[TO BE DONE]
Repeat the following lines word for word, leaving out the pictures.
--- start of EXTRACTED INFORMATION ---
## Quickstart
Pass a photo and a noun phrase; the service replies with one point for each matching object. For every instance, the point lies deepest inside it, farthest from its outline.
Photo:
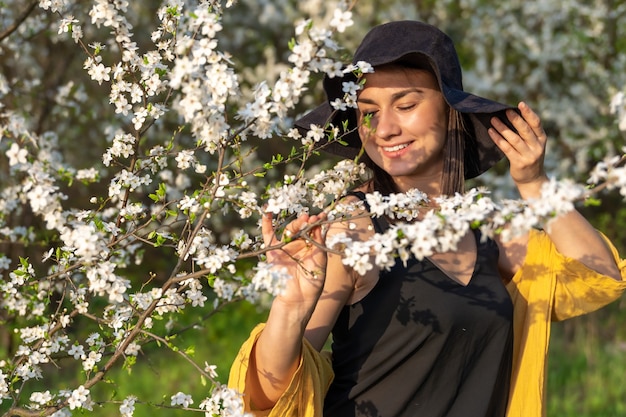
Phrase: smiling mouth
(395, 148)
--- end of EXTRACTED INFORMATION ---
[THE ANSWER]
## Quickstart
Pass a photo and a noun phrase; the service replies with one point for each matching object. For every instance, the point lies deepest inside it, farthest from its outline.
Photo:
Phrase: smiling mouth
(395, 148)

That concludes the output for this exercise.